EXERCISE DETAILS –
Count the lines in the records below that contain the string "cabinetry" with matching case, and reply with only that number.

┌──

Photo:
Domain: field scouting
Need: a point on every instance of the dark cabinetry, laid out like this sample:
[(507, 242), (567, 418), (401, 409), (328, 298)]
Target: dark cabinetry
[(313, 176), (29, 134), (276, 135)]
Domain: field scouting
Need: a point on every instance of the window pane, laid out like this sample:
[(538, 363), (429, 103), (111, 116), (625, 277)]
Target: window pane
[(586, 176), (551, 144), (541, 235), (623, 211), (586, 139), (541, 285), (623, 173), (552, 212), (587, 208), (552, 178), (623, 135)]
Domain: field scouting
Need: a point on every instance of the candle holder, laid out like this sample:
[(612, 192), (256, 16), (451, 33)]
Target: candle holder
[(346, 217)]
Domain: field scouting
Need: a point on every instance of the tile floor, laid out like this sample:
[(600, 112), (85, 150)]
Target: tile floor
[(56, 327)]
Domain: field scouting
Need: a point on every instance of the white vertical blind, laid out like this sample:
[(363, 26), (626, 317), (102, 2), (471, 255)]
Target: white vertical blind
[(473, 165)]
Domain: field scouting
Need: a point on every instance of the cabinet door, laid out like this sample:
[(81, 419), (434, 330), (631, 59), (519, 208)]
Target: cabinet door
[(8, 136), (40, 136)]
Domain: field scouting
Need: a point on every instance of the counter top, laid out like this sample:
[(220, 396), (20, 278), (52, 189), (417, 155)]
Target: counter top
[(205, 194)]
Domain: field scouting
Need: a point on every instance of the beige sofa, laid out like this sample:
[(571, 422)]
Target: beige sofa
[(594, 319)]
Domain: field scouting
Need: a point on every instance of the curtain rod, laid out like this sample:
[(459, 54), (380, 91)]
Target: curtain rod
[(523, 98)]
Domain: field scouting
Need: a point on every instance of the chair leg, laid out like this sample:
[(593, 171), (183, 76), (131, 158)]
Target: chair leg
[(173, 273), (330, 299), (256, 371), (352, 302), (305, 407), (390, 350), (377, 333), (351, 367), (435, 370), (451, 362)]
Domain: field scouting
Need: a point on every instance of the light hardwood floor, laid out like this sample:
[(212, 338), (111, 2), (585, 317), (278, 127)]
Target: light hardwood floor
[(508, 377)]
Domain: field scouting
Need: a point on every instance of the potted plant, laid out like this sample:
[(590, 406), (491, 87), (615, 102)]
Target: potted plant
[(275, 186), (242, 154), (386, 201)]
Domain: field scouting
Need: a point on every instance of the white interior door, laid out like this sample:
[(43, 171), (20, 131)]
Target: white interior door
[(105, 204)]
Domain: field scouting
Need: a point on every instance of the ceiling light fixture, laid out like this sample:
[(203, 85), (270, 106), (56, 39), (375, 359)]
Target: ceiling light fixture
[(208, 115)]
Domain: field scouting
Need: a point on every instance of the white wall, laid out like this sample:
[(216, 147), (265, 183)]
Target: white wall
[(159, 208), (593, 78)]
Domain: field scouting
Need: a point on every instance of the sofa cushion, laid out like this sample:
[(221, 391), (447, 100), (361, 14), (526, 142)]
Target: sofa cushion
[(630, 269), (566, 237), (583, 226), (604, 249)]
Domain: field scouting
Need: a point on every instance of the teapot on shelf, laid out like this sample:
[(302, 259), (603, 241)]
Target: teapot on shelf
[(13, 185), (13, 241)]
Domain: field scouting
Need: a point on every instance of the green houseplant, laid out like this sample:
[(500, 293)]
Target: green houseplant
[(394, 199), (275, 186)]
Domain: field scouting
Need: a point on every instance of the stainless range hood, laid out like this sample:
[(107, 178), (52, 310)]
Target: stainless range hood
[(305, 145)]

└──

EXPECTED ANSWER –
2